------ Extract provided

Ohio forced to weather storm
Gov. Ted Strickland’s announcement earlier this week that another round of cuts to the budget is necessary goes to show what many economists have known for some time, which is the poor economic conditions for several years are catching up to the state.
Strickland ordered $540 million in cuts and adjustments because of revenue shortfalls. That move comes on the heels of $733 million in cuts that come in January. The total is more than $1.2 billion in cuts from the two-year $52 billion budget that runs through July of next year.
It is encouraging to see Strickland did not touch his expansion of children’s health care and the tuition freeze for students at Ohio’s state universities.
“We are making tough decisions but we are doing that while also protecting the core priorities such as investing in education, providing health care to our children and supporting tax reform that I believe will help revitalize our economy in the long run.”
The governor wants the cuts to come from three primary sources:
4He wants state agencies to cut 4.75 percent of their budgets.

------------
------ Data for review

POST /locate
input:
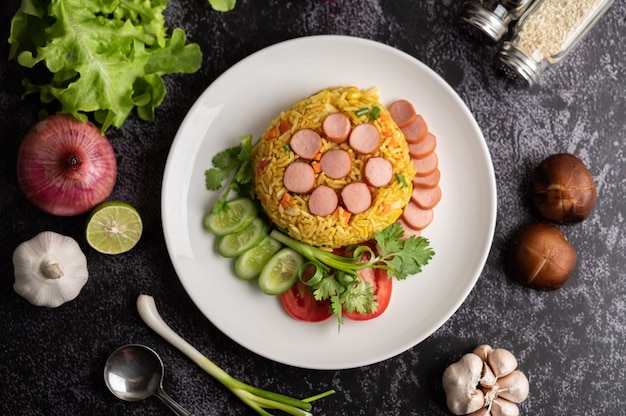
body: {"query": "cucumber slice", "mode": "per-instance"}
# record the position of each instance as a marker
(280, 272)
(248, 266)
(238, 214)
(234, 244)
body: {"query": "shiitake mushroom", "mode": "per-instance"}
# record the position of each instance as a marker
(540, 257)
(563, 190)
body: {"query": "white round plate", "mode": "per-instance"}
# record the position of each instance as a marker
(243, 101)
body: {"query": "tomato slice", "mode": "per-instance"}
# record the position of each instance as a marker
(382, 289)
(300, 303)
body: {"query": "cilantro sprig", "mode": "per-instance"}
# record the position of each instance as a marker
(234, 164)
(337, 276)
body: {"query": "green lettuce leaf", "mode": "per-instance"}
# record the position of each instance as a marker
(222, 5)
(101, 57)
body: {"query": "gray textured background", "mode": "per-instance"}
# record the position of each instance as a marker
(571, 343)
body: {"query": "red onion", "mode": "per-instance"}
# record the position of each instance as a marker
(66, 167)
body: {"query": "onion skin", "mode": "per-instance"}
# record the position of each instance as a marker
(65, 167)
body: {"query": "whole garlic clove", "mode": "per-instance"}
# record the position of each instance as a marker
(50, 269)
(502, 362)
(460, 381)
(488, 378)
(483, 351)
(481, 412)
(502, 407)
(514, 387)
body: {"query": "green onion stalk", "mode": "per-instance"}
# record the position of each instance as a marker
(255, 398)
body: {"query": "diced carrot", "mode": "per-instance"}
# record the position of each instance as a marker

------------

- **Task item A**
From the Ohio budget editorial, print the passage that begins at the words "Ohio forced to" and stops after the words "to the state.".
- **Task item B**
According to the Ohio budget editorial, how much in cuts and adjustments did Strickland order because of revenue shortfalls?
- **Task item C**
Pick up the Ohio budget editorial from where it stops and continue it.

- **Expected output A**
Ohio forced to weather storm
Gov. Ted Strickland’s announcement earlier this week that another round of cuts to the budget is necessary goes to show what many economists have known for some time, which is the poor economic conditions for several years are catching up to the state.

- **Expected output B**
$540 million.

- **Expected output C**
4He wants to use interest earned from the state’s tobacco settlement funds.
4He wants to dip into the state’s rainy day fund for Medicaid funding.
The governor was quick to point out he did not want to tap too heavily into the $750 million remaining in the rainy day fund, and that is wise considering there are indications the state’s financial condition could worsen.
With the state’s economy heavily reliant on the housing market, the hope is the federal government’s seizure of mortgage giants Fannie Mae and Freddie Mac will bring some stability back to that area of the economy.
And despite the fact no state is escaping the financial troubles, it’s good to see Ohio’s priorities have not changed despite having to weather the storm.